• YOUR TASK: What follows is a listing; give it again exactly, in its entirety.

##############################

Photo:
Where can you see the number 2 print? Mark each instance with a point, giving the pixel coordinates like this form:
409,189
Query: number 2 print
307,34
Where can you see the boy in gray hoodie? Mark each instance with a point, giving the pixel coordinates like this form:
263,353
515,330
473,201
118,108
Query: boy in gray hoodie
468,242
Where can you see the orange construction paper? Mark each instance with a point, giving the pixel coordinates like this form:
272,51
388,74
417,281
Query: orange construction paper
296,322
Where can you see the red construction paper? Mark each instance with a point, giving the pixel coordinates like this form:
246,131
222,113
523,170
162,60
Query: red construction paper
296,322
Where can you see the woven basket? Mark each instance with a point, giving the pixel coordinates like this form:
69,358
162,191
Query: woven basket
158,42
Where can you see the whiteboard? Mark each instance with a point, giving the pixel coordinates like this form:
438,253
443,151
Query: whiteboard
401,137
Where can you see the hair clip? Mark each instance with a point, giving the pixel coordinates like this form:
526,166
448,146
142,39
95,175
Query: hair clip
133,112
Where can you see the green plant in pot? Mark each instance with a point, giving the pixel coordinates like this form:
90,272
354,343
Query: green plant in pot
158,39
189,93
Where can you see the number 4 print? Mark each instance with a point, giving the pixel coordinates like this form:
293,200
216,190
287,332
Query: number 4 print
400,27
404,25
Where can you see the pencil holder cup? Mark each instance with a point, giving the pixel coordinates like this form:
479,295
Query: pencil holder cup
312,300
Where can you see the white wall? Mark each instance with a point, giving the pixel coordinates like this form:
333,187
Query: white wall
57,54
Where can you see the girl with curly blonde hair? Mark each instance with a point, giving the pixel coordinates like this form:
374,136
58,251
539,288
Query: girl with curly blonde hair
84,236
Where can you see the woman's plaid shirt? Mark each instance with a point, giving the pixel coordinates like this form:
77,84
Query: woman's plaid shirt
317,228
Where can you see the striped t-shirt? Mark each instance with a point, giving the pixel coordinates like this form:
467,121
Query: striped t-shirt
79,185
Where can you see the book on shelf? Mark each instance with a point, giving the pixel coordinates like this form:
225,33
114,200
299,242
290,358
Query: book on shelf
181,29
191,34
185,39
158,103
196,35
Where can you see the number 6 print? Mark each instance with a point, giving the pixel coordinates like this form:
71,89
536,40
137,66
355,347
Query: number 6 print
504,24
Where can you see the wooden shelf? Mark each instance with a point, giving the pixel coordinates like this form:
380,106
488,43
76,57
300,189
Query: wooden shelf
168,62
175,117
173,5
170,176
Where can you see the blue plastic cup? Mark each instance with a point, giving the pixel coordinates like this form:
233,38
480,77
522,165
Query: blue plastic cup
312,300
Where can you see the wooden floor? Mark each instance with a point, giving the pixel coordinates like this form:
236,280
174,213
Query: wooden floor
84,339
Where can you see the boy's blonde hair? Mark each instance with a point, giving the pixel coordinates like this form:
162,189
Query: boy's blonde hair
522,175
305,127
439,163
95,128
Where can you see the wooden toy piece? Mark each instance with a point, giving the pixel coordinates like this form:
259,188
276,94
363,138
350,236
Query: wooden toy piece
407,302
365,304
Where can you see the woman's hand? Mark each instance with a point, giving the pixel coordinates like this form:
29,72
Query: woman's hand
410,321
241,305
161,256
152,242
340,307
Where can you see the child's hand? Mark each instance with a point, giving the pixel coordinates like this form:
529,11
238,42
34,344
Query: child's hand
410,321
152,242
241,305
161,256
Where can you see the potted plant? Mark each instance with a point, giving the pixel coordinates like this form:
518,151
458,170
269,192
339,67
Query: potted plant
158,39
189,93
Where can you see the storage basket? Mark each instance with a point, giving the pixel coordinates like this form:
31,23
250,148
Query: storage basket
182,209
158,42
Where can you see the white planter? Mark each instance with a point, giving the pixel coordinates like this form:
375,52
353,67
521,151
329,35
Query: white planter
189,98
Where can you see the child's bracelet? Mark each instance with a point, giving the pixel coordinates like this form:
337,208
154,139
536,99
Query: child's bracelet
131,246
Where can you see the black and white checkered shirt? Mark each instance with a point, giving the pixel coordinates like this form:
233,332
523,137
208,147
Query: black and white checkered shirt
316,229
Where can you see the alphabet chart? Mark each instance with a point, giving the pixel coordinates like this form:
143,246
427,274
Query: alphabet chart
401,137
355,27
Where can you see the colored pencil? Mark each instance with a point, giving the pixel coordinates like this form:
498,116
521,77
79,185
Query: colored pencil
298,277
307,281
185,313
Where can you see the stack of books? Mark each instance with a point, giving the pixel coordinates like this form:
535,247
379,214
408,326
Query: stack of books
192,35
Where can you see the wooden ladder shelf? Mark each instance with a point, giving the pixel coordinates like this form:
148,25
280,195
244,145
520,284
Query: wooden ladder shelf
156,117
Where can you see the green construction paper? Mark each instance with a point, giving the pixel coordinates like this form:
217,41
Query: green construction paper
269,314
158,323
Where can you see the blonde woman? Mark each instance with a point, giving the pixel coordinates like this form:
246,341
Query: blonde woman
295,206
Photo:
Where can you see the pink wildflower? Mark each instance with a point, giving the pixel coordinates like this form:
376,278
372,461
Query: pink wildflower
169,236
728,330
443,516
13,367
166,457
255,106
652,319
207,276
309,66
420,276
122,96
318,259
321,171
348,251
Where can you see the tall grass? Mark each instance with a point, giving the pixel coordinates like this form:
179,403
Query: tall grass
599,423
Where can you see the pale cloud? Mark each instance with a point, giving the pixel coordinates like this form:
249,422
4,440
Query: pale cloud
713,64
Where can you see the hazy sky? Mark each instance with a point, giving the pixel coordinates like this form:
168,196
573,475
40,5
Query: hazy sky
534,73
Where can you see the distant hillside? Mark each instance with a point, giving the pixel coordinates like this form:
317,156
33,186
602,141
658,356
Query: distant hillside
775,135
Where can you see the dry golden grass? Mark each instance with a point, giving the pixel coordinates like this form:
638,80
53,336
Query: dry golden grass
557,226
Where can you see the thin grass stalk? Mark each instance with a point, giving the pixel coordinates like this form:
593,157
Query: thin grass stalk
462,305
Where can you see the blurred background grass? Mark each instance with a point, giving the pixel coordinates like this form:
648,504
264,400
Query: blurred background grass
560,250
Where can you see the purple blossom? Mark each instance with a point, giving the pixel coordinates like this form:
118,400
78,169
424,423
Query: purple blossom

##############################

• SOLUTION FOR THIS EXERCISE:
Photo:
Where can you see the number 2 print? Mark each instance with a point, giving the pixel coordinates like this form:
409,189
Query: number 2 print
307,34
Where can you see the boy in gray hoodie? Mark each instance with a point, giving the pixel coordinates like this form:
263,353
515,330
473,201
118,108
Query: boy in gray hoodie
468,242
Where can you see the orange construction paper? Mark each instance with a point, giving the pixel coordinates like this form:
272,51
388,74
417,281
Query: orange construction paper
296,322
Where can you see the red construction paper? Mark each instance with a point, giving the pixel coordinates like this form:
246,131
222,113
523,170
162,60
Query: red construction paper
296,322
Where can you see the woven basket? Mark each instance with a point, giving the pixel coordinates like this form:
69,358
162,191
Query: woven basket
158,42
Where can you see the whiteboard? Mark each instance with a point, giving the pixel coordinates like this form:
438,253
443,151
Query: whiteboard
401,137
Where can you see the hair clip? Mark each instance with a point, giving the pixel coordinates like this form:
526,166
448,146
142,39
95,175
Query: hair clip
133,112
Where can you see the green plant in pot? Mark each instance with a point, giving the pixel coordinates like this form:
90,272
354,343
Query: green plant in pot
158,39
189,93
Where can you see the number 4 print? Mark each instance with a point, giving the pixel coordinates like this form:
293,200
216,190
287,332
Query: number 4 print
400,27
404,25
Where can you see the pencil holder cup? Mark each instance with a point, giving the pixel coordinates like this form:
479,295
Query: pencil holder cup
312,300
Where can you see the white wall? Mark each instance with a point, giving the pixel coordinates like this form:
333,187
Query: white wall
57,54
Where can you see the girl with curly blonde hair? Mark each instance with a point, giving the pixel coordinates like this form:
374,136
58,251
539,288
Query: girl with curly blonde hair
84,236
Where can you see the woman's plaid shirt? Mark each instance with a point, giving the pixel coordinates like this form:
77,84
Query: woman's plaid shirt
317,228
Where can you see the striped t-shirt? Mark each instance with a point, giving the pixel coordinates like this form:
467,121
Query: striped t-shirt
79,185
Where can you see the book on shelf? Mark each instance with a point, giving the pixel coordinates like this form:
225,33
114,200
299,242
290,358
Query: book on shelf
181,29
191,34
185,39
158,103
196,35
Where can you see the number 6 print? Mark each instance with a point, giving the pixel coordinates like this form:
71,89
536,40
137,66
355,347
Query: number 6 print
504,24
Where can you see the wooden shelf? Mark each instance with a point, giving the pixel coordinates like this form:
380,106
488,43
76,57
300,189
Query: wooden shelf
168,62
175,117
173,5
170,176
Where can you see the blue plastic cup? Mark each instance with a point, giving the pixel coordinates like this form:
233,38
480,77
522,165
Query: blue plastic cup
312,300
Where can you see the wooden floor? Mark each instance with a point, giving the pixel coordinates like this form:
236,280
174,213
Query: wooden floor
84,339
Where can you see the boy's blonde hair? Mark each instance with a point, giving the pixel coordinates like this form:
162,189
Query: boy's blonde hair
522,175
305,127
439,163
95,128
Where can you see the wooden toy piece? Mark each instance with a point, giving the pixel coordinates like this form:
259,188
276,94
363,138
350,236
Query: wooden toy piece
407,302
365,304
Where can you see the woman's hand? Mark each instance with a point, giving the pixel coordinates like this form:
29,72
Query: woman's hand
410,321
241,305
161,256
152,242
340,307
Where can you see the child's hand? Mark each instance with a point, giving the pixel coordinates like this form:
529,11
238,42
34,344
Query: child's hand
410,321
152,242
241,305
161,256
Where can you see the potted plant? Mark each instance with a point, giving the pixel coordinates like this form:
518,151
458,170
269,192
339,67
Query: potted plant
158,39
189,93
Where can you see the storage basket? Mark each instance with a point, giving the pixel coordinates like this form:
31,23
250,148
Query: storage basket
182,209
158,42
Where can you see the white planter? Mark each instance with a point, giving the pixel coordinates like this form:
375,52
353,67
521,151
329,35
Query: white planter
189,98
Where can you see the child's bracelet? Mark each instance with a point, giving the pixel coordinates like this form:
337,208
154,139
536,99
Query: child's bracelet
131,246
Where can you see the black and white checkered shirt? Mark each instance with a point, giving the pixel coordinates like this form:
233,332
523,137
208,147
Query: black and white checkered shirt
316,229
Where can you see the alphabet chart? Mark each instance with a point, giving the pixel coordinates like this form:
143,246
427,274
Query: alphabet chart
401,137
355,27
Where can you see the colored pencil? Mark each instance with a point, giving the pixel coordinates like this form:
498,116
521,77
79,185
Query: colored pencil
298,277
307,281
185,313
Where can you see the stack of books? Mark each instance with a point, giving the pixel coordinates like this form:
535,247
379,214
408,326
Query: stack of books
192,35
Where can you see the wooden ladder shelf? Mark each instance with a point, giving the pixel coordinates like this form:
148,25
280,195
244,145
520,284
Query: wooden ladder shelf
156,117
Where can you see the green construction paper? Mark each instance with a point, giving the pixel coordinates like this form:
217,41
Query: green construction paper
269,314
158,323
Where can you see the blonde woman? Mark each instance with a point, giving the pixel coordinates like this form:
246,341
Query: blonde woman
295,206
Photo:
Where can you see the pink wildflower? Mark each instance with a point, giving the pixel coordinates like this form:
376,278
372,461
Query: pink wildflower
169,236
728,330
443,516
13,367
166,457
255,106
652,319
207,276
309,66
420,276
122,96
318,259
321,171
348,251
Where can you see the tall grass? Mark each instance with a point, giving the pixel coordinates like this form:
179,403
Query: tall grass
599,423
Where can you see the pale cloud? Mark each instance with a point, giving the pixel coordinates like this form:
249,422
4,440
Query: pale cloud
713,64
Where can you see the hazy sky? Mark each instance with a point, giving the pixel coordinates like this form:
168,196
573,475
40,5
Query: hazy sky
534,73
Where can you see the distant hillside? Mark each instance with a point, giving the pixel coordinates like this form:
317,156
33,186
602,141
658,356
Query: distant hillside
775,135
Where can you see the dry golden grass? Mark each instance with a point, giving the pixel coordinates like this form:
638,80
53,336
Query: dry golden grass
557,226
Where can you see the thin grass stalk? Mark each instance with a point, giving the pixel coordinates like this form:
593,157
Query: thin grass stalk
462,305
Where can you see the blurred background grass? Mark each instance with a point, giving the pixel coordinates like this form:
648,504
264,400
Query: blurred background grass
560,250
Where can you see the purple blossom? Mark each instance with a point, giving the pixel coordinates like this form:
118,400
78,169
424,423
Query: purple blossom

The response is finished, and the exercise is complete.